• _Kutipan Sumber_:
----
MEDAN, SUMUTPOS.CO – Sengketa lahan tanah seluas 7.200 meter persegi di Jalan Krakatau, Kelurahan Pulo Brayan Darat II, Kecamatan Medan Timur, Kota Medan, belum menemukan titik terang. Ahli waris mengaku belum pernah menerima ganti rugi atas lahan itu.
Hal itu dikatakan kuasa ahli waris dari Almarhum Basri, Ade Suferi (45).
Dalam keterangan rilisnya, Minggu (26/1), Ade mengatakan ahli waris tidak pernah menandatangani bukti penerimaan ganti rugi atas lahan itu. Anehnya, sudah ada kwitansi tanda terima ganti rugi. “Kenapa sudah ada kuitansi ganti rugi. Harus diusut siapa oknum yang menerima dan siapa oknum yang memberikan ganti rugi itu, karena dalam putusan Peninjauan Kembali (PK), hal tersebut tidak dibenarkan,” ujarnya.
Berbekal kuitansi yang diduga bodong itu, Camat Medan Timur Ody Batubara kemudian mengabaikan putusan pengadilan. “Ada permainan di situ,” tegasnya.
----
• _Catatan yang Tersedia_:
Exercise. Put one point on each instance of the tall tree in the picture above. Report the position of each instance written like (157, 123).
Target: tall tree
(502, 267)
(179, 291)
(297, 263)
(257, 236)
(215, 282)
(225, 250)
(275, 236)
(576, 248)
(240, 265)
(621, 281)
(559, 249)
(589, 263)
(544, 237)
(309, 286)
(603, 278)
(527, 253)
----
• _Yang Harus Dikerjakan_:
[1] Kutiplah bagian artikel tentang sengketa lahan itu yang dibuka dengan kata-kata berisi "MEDAN, SUMUTPOS.CO –" dan ditutup dengan "Ade Suferi (45).".
[2] Tuliskan kembali seluruh catatan dengan mengganti "tall tree" menjadi "large tree", tanpa mengubah apa pun selain itu.
Artikel dan catatan di sini tidak ada hubungannya satu sama lain.

• _Jawaban Tiap Tugas_:
[1]
MEDAN, SUMUTPOS.CO – Sengketa lahan tanah seluas 7.200 meter persegi di Jalan Krakatau, Kelurahan Pulo Brayan Darat II, Kecamatan Medan Timur, Kota Medan, belum menemukan titik terang. Ahli waris mengaku belum pernah menerima ganti rugi atas lahan itu.
Hal itu dikatakan kuasa ahli waris dari Almarhum Basri, Ade Suferi (45).

[2]
Exercise. Put one point on each instance of the large tree in the picture above. Report the position of each instance written like (157, 123).
Target: large tree
(502, 267)
(179, 291)
(297, 263)
(257, 236)
(215, 282)
(225, 250)
(275, 236)
(576, 248)
(240, 265)
(621, 281)
(559, 249)
(589, 263)
(544, 237)
(309, 286)
(603, 278)
(527, 253)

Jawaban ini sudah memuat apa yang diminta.